▶ _Article_:
◇ ◇ ◇ ◇ ◇ ◇ ◇

The Space Pirates is the mostly missing sixth serial of the sixth season of the British science fiction television series Doctor Who, which originally aired in six weekly parts from 8 March to 12 April 1969.

In this serial, the TARDIS materialises in Earth's future on a space beacon just before it is attacked by pirates, led by Caven (Dudley Foster). The travellers find themselves trapped in a sealed section of the beacon that is blown apart and flown to where the pirates will plunder it of the precious mineral argonite. They witness a conflict between the pirates and the Interstellar Space Corps, led by General Hermack (Jack May) and Major Warne (Donald Gee).

This is the second story written by Robert Holmes, one of the show's most successful scriptwriters, who would subsequently become the show's script editor during the Tom Baker era. Only one of the six episodes is held in the BBC archives; five remain missing. Chronologically, this is the last story to contain missing episodes, which makes episode six the last episode of Doctor Who to be completely missing.

Plot

Beacons on the space lanes are being blown up and plundered for precious argonite by a gang of space pirates led by Caven, and his associate Dervish.  The Earth Space Corps cruiser V-41 notices the destruction of the beacon and, with General Hermack and Major Warne in charge, sets out to apprehend the pirates. Another beacon is destroyed despite their best efforts, and the fragments are stolen using rocket propulsion. Hermack deploys troops to all nearby beacons to prevent another robbery.

The TARDIS crew arrive on Beacon Alpha Four shortly before the pirates reach it. Caven and his men kill the security force there, save Lt Sorba, who is taken as a hostage, and the pirates seal the time travellers in part of the Beacon before blowing it to pieces. Fortunately the beacon falls into discrete, sealed pieces and the Doctor, Jamie, and Zoe find themselves inside one. The eccentric Milo Clancey, in his aged ship, the LIZ-79, rescues them – but they cannot retrieve the TARDIS, which is in a separate segment taken by the pirates.

The nearest inhabited world is Ta, dominated by the Issigri Mining Corporation, whose leader is Madeleine Issigri. The firm was founded by her father and Clancey, and the latter is now suspected of Dom Issigri’s murder, though nothing has been proved. Hermack visits Ta, believing that Clancey, whom he suspects of being the pirate leader, will end up there in due course – and he is right. However, Hermack leaves just as Clancey and the TARDIS crew reach Ta. Zoe has plotted the trajectory of the segments of the beacon and believes they were headed for Ta as well, and the Doctor and his companions soon find the pirate headquarters. They evade capture and make contact with Clancey.

◇ ◇ ◇ ◇ ◇ ◇ ◇

▶ _Data listing_:

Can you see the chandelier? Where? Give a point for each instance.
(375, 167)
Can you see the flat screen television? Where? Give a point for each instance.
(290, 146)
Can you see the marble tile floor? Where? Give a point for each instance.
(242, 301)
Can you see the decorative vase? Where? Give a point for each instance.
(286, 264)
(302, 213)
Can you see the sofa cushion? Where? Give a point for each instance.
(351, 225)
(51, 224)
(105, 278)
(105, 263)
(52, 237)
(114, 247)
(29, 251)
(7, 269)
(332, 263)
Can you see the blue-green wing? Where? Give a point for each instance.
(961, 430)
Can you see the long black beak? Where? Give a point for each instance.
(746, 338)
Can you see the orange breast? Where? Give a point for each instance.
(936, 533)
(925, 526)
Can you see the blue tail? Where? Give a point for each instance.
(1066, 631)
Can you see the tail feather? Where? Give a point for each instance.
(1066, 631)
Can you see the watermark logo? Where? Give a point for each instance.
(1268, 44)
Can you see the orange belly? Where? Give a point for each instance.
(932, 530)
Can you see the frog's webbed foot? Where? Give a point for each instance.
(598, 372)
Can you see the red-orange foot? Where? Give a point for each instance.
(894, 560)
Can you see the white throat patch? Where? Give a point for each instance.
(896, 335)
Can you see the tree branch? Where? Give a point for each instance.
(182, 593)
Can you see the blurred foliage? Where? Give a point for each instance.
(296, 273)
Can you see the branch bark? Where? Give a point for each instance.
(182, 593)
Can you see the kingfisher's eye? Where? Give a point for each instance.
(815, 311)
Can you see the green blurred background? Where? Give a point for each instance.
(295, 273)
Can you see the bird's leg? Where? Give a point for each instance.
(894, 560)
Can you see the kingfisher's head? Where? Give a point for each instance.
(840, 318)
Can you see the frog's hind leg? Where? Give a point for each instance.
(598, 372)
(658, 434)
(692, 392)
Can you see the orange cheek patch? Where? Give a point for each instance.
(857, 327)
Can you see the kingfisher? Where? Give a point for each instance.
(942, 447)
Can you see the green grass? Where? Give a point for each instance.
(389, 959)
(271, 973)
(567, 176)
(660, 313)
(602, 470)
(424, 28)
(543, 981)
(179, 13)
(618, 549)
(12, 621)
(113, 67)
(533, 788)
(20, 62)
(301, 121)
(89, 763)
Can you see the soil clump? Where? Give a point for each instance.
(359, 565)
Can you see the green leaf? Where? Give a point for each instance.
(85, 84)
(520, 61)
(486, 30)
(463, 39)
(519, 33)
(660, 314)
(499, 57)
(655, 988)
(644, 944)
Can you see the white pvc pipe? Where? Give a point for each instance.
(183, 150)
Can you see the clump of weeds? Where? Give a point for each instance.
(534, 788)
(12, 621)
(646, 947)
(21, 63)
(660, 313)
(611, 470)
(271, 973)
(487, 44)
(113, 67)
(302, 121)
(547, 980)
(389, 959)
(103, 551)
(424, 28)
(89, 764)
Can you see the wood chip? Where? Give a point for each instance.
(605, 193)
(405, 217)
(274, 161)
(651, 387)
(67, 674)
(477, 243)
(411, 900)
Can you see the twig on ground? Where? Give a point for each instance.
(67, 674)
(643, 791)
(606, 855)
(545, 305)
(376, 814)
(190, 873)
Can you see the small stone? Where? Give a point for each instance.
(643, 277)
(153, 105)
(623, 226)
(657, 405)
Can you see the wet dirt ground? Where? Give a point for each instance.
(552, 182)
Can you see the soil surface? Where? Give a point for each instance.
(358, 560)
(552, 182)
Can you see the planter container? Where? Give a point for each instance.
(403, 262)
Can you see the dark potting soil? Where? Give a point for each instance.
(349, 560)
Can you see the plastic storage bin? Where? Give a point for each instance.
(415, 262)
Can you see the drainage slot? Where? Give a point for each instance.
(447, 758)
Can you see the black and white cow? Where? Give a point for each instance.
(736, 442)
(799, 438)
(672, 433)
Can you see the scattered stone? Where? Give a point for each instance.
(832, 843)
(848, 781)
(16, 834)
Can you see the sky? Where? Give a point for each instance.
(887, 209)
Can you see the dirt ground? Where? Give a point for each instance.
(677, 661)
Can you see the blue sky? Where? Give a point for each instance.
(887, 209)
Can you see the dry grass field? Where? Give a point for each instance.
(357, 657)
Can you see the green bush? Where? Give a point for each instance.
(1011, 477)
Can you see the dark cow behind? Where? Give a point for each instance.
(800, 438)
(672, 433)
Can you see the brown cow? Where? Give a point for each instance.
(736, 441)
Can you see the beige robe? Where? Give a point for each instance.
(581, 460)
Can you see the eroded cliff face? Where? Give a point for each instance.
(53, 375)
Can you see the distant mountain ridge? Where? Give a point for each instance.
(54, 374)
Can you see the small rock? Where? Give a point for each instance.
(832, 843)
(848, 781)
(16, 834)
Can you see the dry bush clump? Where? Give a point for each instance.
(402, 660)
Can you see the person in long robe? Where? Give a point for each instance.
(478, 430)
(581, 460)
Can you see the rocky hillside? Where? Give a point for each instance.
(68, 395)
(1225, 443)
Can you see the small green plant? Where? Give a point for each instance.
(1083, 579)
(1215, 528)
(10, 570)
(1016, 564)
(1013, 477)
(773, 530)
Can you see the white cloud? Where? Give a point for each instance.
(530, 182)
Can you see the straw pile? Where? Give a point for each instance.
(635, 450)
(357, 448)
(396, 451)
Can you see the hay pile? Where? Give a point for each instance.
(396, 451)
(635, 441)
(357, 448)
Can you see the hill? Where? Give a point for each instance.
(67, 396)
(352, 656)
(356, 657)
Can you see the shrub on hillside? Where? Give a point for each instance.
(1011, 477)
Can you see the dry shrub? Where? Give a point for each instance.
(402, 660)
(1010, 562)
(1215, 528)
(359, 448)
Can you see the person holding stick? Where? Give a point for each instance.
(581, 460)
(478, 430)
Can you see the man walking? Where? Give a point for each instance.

◇ ◇ ◇ ◇ ◇ ◇ ◇

▶ _Task set_:
1 > List every actor the article names in parentheses beside a character.
2 > Summarize the article in two sentences.
The items have no connection to the article.

▶ _Problem solutions_:
1 > Dudley Foster, Jack May, Donald Gee

2 > The Space Pirates is a mostly missing six-part Doctor Who serial written by Robert Holmes and aired from 8 March to 12 April 1969; only one of its episodes is held in the BBC archives. In it, the TARDIS crew are trapped aboard a space beacon that pirates led by Caven blow apart to plunder its argonite, and after being rescued by Milo Clancey they find the pirates' headquarters on Ta.